TASK OBJECTIVE. Pull out every line of the material below that contains the string "blue". Matches are case-sensitive.
::: INPUT
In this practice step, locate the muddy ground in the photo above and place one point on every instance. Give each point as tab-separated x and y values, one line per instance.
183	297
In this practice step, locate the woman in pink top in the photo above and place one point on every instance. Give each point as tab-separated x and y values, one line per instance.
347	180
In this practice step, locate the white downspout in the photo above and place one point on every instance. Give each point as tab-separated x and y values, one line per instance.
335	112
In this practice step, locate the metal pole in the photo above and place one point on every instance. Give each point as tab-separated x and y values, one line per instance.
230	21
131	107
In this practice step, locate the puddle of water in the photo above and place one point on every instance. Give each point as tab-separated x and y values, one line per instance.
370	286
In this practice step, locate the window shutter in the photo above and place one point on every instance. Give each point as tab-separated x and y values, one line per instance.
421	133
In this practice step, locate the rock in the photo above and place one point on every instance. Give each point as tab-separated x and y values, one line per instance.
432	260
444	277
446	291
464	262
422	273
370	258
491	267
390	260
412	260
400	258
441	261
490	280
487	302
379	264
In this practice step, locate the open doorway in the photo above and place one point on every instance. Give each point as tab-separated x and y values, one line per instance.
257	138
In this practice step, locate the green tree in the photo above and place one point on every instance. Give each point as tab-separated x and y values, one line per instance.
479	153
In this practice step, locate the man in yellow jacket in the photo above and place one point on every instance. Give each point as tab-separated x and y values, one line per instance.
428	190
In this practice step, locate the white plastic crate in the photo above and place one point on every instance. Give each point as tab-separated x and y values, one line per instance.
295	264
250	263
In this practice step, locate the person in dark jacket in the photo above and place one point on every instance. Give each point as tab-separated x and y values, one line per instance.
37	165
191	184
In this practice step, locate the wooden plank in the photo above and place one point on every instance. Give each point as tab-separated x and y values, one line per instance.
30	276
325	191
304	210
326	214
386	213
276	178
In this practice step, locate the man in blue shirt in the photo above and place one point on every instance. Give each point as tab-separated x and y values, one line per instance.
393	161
::::::
::: INPUT
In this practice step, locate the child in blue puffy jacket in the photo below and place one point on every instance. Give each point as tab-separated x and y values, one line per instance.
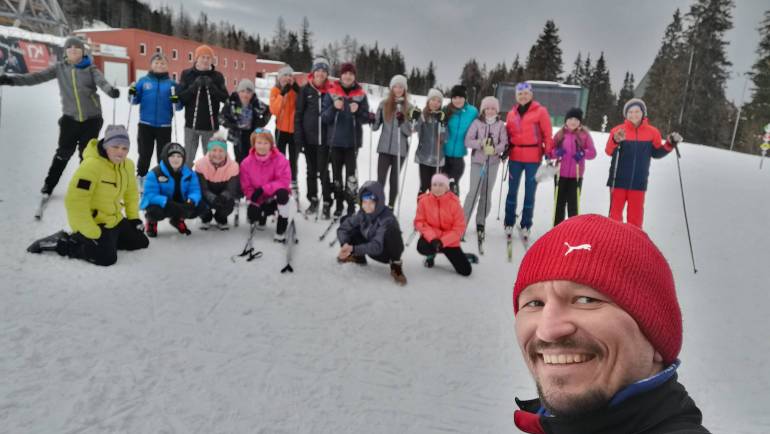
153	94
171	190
::::::
::: INPUT
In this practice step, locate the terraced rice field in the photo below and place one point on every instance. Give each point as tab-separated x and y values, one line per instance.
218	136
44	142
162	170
::::::
RESULT OF THE TASK.
In this practice step, locate the man in blue shirt in the photo above and place one point on every instance. Give each point as tab-separated x and y values, one line per instance.
In this practice step, locate the child in blue puffy jacket in the photo below and place one point on every instance. Give each point as tab-separated x and y values, one line per instance.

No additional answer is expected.